I'm very fortunate that, with my health care, I can basically make an appointment with any in-network doctor, pay the co-pay, and see them. I don't have to have a primary care physician or stay in a particular group. But this is still unsatisfactory: I go through a HUGE amount of paperwork and effort to go to an appointment that is intended as a doctor's visit, when all I want is to find out whether I like this doctor.

It's obvious why doctors don't schedule prospective patient interviews: there's no ICD9 code for them. They can't bill insurance for them, so they won't get paid. Few patients are willing to spend several hundred dollars out-of-pocket interviewing a handful of doctors. There's no trial size or satisfaction guarantee, much less the ability to try one on. And perhaps most important, we have absolutely no conception of how price compares between doctors. They're all going to charge "reasonable and customary" rates, because that's what they can get, no matter who the patient is.

What this means is, doctors do not have to compete with each other for patients. People pick a doctor based on whether they are in-network and convenient, and may switch from a doctor that has atrocious front-office staff or ridiculous wait times for appointments, but in general, we don't shop for a doctor we like. Instead, we put up with a doctor we're not deeply unsatisfied with.

Data excerpts:
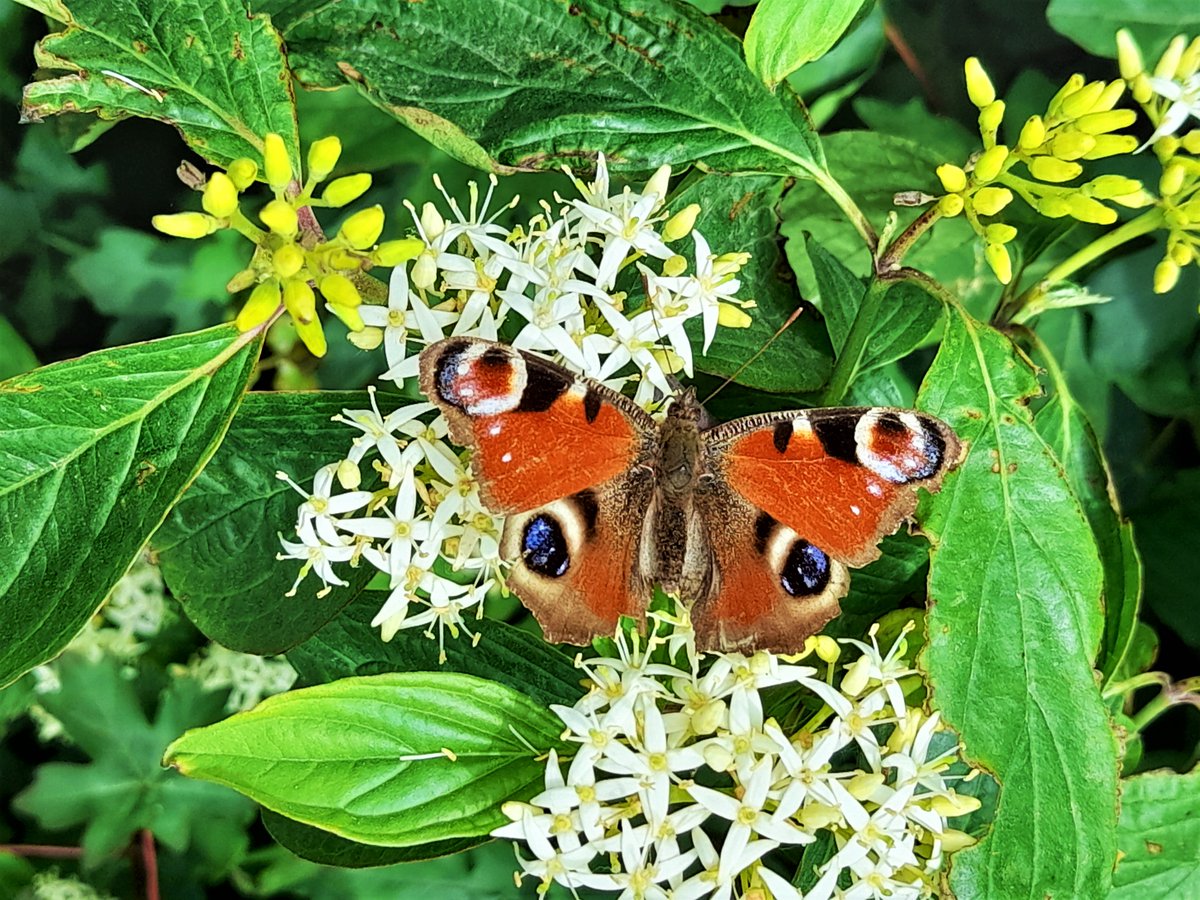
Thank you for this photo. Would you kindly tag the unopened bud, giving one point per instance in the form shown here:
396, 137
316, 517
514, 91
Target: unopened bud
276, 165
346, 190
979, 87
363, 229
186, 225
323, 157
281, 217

To do:
1. In the passage on choosing a doctor, what code is said to be missing for prospective patient interviews?
2. Write out the passage on choosing a doctor word for word, beginning at the words "What this means" and stopping after "deeply unsatisfied with.".

Answers for this exercise:
1. An ICD9 code.

2.
What this means is, doctors do not have to compete with each other for patients. People pick a doctor based on whether they are in-network and convenient, and may switch from a doctor that has atrocious front-office staff or ridiculous wait times for appointments, but in general, we don't shop for a doctor we like. Instead, we put up with a doctor we're not deeply unsatisfied with.